[Excerpts of labeled region data]
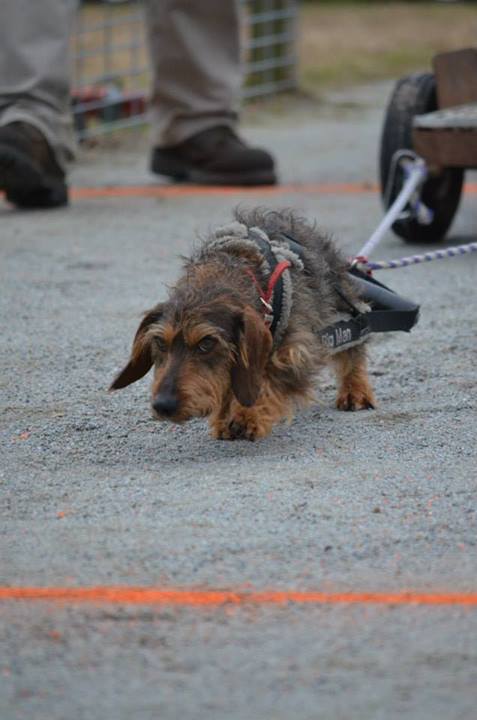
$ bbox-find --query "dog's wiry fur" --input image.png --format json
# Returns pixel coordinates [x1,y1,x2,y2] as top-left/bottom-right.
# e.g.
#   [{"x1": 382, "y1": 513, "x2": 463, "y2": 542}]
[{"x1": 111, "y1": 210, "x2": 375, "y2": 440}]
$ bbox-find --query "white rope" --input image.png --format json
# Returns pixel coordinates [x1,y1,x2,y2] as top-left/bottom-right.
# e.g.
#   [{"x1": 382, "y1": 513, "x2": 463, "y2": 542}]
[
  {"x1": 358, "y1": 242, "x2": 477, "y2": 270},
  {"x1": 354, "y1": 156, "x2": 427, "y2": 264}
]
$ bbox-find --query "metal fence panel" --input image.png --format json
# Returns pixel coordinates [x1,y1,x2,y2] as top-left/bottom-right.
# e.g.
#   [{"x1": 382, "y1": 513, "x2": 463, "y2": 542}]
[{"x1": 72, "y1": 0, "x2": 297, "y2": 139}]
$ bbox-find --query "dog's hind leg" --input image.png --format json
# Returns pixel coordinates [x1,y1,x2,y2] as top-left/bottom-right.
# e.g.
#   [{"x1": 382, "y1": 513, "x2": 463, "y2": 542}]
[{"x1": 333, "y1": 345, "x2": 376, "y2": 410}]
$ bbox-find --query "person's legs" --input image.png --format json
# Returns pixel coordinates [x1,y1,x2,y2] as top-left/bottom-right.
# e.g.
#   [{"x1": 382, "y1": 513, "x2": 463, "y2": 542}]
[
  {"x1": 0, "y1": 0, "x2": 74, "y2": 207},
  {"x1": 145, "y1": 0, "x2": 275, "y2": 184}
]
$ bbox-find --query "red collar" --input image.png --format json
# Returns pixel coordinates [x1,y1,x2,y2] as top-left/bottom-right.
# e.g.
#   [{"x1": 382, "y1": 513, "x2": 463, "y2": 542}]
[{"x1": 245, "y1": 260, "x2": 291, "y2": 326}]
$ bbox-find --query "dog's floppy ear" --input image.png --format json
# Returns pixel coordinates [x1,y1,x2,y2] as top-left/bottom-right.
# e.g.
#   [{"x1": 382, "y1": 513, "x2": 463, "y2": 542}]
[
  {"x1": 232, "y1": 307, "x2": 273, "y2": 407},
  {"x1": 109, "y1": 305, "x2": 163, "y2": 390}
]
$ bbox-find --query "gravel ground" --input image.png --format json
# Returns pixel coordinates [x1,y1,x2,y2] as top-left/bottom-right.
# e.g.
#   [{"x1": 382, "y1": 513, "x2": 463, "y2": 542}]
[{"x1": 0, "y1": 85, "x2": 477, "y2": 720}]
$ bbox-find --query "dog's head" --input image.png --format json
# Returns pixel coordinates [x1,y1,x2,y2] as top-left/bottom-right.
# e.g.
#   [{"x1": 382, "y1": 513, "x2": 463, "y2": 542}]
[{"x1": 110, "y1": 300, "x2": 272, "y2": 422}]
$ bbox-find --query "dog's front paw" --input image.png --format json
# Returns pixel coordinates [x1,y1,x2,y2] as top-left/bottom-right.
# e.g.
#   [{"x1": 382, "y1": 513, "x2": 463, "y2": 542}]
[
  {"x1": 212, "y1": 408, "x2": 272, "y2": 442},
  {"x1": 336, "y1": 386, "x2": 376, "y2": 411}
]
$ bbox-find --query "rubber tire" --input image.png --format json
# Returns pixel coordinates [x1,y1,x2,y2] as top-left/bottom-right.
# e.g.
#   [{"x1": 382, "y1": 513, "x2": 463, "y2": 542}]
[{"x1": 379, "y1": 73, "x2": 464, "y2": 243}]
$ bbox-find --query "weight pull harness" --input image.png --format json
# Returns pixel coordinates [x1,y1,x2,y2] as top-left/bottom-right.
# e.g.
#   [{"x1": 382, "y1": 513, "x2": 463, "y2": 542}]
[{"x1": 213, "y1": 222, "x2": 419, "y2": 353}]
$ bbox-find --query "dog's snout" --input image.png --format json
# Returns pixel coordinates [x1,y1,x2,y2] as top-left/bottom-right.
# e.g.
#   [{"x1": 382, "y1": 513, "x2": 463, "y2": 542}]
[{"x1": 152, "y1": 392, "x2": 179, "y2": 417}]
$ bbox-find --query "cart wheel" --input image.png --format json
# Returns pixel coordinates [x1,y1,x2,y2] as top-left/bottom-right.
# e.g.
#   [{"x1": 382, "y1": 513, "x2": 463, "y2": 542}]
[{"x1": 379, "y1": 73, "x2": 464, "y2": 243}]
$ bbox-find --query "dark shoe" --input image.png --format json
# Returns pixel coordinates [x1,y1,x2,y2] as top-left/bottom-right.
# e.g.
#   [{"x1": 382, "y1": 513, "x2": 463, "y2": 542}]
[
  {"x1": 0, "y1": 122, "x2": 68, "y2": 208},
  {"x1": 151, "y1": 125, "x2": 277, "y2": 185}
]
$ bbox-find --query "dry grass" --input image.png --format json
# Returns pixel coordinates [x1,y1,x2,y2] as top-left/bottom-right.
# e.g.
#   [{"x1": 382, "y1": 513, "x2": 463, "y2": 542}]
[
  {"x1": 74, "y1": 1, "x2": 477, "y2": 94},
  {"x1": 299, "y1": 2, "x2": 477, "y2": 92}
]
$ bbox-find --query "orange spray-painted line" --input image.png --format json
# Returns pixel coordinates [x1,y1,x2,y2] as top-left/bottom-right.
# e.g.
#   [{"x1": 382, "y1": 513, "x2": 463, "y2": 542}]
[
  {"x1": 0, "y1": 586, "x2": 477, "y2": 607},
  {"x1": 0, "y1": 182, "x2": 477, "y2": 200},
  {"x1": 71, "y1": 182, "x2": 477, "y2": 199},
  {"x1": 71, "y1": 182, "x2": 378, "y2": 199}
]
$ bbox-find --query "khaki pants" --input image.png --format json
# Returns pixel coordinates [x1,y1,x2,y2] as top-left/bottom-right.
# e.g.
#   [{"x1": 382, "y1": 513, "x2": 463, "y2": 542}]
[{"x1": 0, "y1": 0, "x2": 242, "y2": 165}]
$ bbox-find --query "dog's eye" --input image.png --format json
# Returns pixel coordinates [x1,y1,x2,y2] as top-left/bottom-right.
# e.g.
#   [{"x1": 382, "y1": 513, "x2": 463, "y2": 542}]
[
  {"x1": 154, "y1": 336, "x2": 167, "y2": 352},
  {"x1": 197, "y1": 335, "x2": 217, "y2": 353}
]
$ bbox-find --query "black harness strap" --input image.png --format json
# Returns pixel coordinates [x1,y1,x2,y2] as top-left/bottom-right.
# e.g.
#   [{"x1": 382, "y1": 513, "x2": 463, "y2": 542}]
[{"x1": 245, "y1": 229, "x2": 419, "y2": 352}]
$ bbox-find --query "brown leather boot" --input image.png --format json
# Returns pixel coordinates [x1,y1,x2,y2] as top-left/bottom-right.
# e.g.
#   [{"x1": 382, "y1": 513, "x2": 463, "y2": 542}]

> _Exercise prompt_
How many lines in the entries above contain the string "harness"? Case matters, and the reply should be the number alone.

> _Reply to the task_
2